## [EXERCISE AIM]
How many of the lines below contain the string "vegetation", with uppercase and lowercase treated as different? Reply with the number alone.

[Start RECORD LIST]

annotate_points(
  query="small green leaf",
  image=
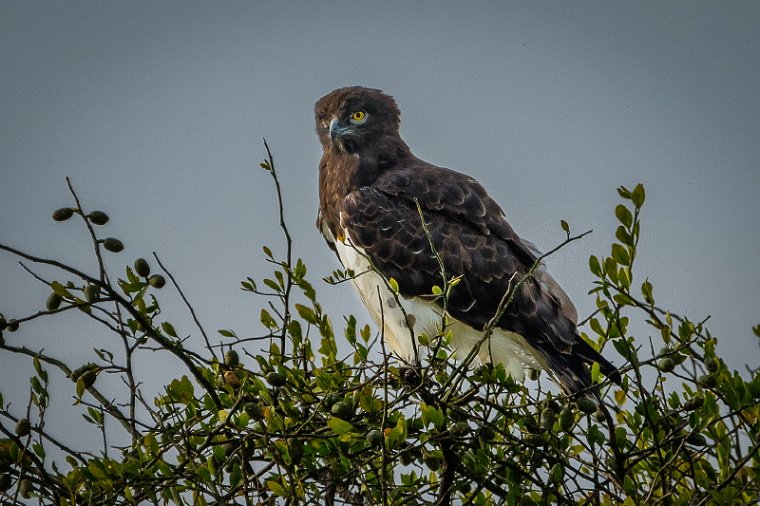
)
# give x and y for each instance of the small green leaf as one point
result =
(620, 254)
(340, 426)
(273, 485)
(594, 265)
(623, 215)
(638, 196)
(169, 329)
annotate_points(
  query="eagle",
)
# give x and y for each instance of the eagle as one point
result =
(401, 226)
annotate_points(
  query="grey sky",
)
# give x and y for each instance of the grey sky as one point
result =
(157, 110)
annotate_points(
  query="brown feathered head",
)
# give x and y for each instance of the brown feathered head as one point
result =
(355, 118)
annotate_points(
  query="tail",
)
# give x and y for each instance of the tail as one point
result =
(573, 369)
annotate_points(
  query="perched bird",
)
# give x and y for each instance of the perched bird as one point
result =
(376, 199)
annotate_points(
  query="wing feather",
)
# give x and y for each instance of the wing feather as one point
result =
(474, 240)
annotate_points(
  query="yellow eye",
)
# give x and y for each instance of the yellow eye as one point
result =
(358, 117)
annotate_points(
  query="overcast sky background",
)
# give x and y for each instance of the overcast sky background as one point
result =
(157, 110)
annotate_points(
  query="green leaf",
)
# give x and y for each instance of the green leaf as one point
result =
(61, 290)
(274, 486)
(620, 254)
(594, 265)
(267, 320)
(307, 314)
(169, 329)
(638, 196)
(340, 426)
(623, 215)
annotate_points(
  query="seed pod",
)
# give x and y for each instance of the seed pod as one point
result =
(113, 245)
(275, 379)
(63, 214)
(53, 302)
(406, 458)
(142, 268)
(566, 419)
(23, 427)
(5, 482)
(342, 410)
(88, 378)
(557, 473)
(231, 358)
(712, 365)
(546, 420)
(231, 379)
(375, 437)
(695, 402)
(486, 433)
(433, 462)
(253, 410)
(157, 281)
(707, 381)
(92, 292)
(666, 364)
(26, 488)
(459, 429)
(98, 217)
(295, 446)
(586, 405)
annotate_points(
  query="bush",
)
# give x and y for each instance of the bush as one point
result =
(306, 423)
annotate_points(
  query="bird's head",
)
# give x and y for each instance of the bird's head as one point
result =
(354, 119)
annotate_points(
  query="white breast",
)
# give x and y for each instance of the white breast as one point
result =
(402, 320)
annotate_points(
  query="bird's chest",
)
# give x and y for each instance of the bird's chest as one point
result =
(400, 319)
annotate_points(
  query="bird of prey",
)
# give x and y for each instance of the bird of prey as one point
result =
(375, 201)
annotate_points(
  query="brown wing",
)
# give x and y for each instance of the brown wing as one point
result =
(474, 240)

[End RECORD LIST]
[Start RECORD LIST]

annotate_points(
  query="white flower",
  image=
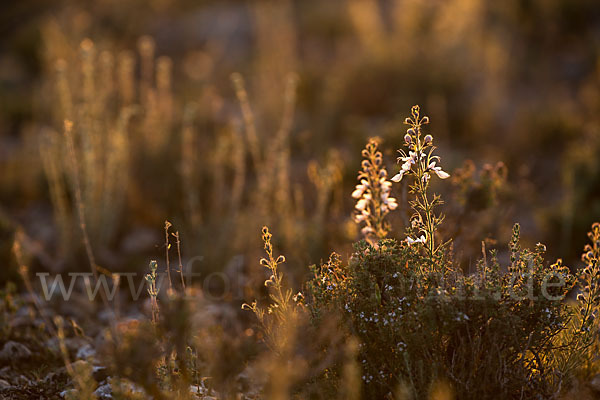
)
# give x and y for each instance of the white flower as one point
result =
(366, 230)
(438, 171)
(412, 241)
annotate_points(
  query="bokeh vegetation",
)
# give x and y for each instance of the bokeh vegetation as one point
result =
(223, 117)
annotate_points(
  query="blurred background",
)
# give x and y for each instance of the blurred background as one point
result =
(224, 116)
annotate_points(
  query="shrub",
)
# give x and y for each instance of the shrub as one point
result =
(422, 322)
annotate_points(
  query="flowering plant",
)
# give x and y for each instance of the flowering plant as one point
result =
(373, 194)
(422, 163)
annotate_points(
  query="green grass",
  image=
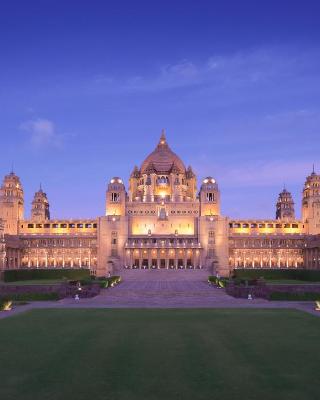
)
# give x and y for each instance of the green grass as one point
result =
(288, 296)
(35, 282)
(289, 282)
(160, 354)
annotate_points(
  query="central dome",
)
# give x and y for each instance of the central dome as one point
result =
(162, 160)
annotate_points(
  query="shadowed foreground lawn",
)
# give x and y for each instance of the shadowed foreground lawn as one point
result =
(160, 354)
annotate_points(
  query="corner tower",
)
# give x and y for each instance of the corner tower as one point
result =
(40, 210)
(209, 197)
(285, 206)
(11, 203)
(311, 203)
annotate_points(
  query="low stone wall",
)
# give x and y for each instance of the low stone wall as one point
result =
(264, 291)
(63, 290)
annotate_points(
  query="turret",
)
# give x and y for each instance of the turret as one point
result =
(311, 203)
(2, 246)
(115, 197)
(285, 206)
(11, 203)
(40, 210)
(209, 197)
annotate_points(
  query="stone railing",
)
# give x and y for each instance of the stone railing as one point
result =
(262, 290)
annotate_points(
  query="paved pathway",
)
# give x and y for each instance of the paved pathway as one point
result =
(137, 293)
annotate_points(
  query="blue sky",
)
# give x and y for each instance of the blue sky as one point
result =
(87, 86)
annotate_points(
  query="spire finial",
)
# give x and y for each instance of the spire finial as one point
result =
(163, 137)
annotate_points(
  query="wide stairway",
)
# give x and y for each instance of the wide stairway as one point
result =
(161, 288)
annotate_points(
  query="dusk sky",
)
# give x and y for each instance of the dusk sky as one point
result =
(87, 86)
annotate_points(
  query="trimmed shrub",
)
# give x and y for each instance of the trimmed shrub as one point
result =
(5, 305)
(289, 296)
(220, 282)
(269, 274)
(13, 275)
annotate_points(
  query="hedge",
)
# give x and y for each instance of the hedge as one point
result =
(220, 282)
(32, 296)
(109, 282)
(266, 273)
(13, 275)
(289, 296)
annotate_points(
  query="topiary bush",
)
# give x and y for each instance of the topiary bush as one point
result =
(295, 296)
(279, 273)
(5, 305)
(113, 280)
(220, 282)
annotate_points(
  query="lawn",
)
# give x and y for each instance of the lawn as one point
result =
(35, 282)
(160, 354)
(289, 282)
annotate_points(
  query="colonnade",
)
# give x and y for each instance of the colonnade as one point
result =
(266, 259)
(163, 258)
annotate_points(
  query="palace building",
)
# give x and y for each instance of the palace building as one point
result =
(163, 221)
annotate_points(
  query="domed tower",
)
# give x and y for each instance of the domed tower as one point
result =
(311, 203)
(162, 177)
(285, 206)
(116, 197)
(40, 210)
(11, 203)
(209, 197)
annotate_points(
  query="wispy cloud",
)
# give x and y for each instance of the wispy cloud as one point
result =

[End RECORD LIST]

## [RESPONSE TO THE EXERCISE]
2